**WHAT YOU WILL DO:**
A: Answer each question from the post about the UBS billionaire study.
(i) How many people does the UBS paper count among the billionaires it covers?
(ii) What fraction of the population does the author say these reports are about?
(iii) According to UBS, what span of years has been a period of extraordinary wealth creation by billionaires?
B: In one to three sentences, explain why the author of the post about the UBS billionaire study finds it significant that UBS calls the present a second Gilded Age.
C: Write the next part of the post about the UBS billionaire study, picking up right after its final sentence.

**TEXT PROVIDED:**
......
The 21st century is a new Gilded Age observes Swiss bank, who should know

What does the world look like when the superrich take off from the rest of us?  A new study by Swiss banking giant UBS gives us a glimpse.

UBS has been conducting a regular survey of billionaires for some time.  These reports aren’t about the 1%, but the 0.0001%.   That’s 1,550 people, according to the paper, and a good amount of data.

I’ll pull out some findings that seem especially noteworthy for those of us looking into the future of education.

They describe our time as a new Gilded Age UBS openly refers to our era as a Second Gilded Age.  They use that term repeatedly: “The past 35 years have been a period of extraordinary wealth creation by billionaires. Only the ‘Gilded Age’ at the beginning of the 20th Century bears any comparison.”  Elsewhere, “The world is in a second ‘Gilded Age’, comparable to the first ‘Gilded Age’ at the beginning of the 20th Century.”

Think about it.  This isn’t a left-wing Sanders/Occupy supporter talking.  This is a Swiss bank.  The “Gilded Age” term is being normalized.  I’m old enough to remember when saying so would have been the sign of a crank. (If you’d like to learn more about the First Gilded Age, start here.)
......
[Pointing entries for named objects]

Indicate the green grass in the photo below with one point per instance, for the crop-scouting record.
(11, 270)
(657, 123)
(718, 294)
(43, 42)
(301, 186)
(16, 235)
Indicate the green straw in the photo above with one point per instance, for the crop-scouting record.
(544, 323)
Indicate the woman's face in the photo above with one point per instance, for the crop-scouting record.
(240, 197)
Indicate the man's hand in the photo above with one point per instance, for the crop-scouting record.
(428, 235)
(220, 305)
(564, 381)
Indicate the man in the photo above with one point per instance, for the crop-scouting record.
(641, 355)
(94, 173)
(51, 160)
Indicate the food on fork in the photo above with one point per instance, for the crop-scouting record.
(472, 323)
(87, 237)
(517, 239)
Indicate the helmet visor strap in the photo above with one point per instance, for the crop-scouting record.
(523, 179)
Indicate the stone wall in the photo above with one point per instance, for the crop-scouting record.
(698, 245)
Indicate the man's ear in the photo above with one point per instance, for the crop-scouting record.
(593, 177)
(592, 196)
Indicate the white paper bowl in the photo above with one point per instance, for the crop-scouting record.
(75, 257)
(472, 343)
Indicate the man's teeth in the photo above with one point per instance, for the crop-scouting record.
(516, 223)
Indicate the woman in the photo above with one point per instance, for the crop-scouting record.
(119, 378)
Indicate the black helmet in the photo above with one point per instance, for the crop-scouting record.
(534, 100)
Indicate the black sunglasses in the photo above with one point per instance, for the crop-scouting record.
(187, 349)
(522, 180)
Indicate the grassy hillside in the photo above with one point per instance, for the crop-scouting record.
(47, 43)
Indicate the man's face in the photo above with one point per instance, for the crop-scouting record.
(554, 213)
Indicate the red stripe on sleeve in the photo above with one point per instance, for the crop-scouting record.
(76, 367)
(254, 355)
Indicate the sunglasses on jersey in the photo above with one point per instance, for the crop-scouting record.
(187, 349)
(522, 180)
......
**ANSWERS TO EACH TASK:**
A:
(i) 1,550 people.
(ii) The 0.0001%.
(iii) The past 35 years.

B: The label comes from a Swiss bank rather than from a left-wing Sanders/Occupy supporter, which shows the term is being normalized. The author recalls a time when saying so would have marked someone as a crank.

C:
The Bosses of the Senate

Wild idea from 1889: that the superrich have a lot of power over Congress

Billionaires made a lot more money than anyone else in 2016 They had a good year: “Globally, [their] total wealth grew by 17%, or USD892 billion, from USD5.1 trillion to USD6.0 trillion.” How does that compare to non-billionaires?  “This continued the long-term trend of billionaire outperformance that was twice the 8.5% rise in the MSCI AC World Index, and far more than the 5.8% nominal GDP growth figure”.  For the rest of us, at least in the US, wages rose about 3.3% that year.  So this group is not only ultra-rich, but are getting ultra-richer faster than anyone else is getting merely rich or just growing.

They are more transnational Observers have noted the uberrich tend to be transnational, rather than rooted in one country.  UBS agrees, and sees this as a rising trend:

Families of great wealth are becoming more mobile and global. Their children are going to school and marrying all over the world. Assets are in different countries. The result is a Rubik’s cube of geographies, cultures and generations…

To be clear, the new Gilded Age isn’t an American thing, but a global development.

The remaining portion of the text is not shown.